#### [TASK INSTRUCTIONS]
Find each line in the listing below that contains the string "Where", and copy those lines unchanged.

#### [RECORDS FOR THIS TASK]
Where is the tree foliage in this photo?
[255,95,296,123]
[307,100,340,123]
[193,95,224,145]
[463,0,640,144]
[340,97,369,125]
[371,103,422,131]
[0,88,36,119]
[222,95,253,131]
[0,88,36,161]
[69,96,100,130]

#### [RIGHT ANSWER]
Where is the tree foliage in this photo?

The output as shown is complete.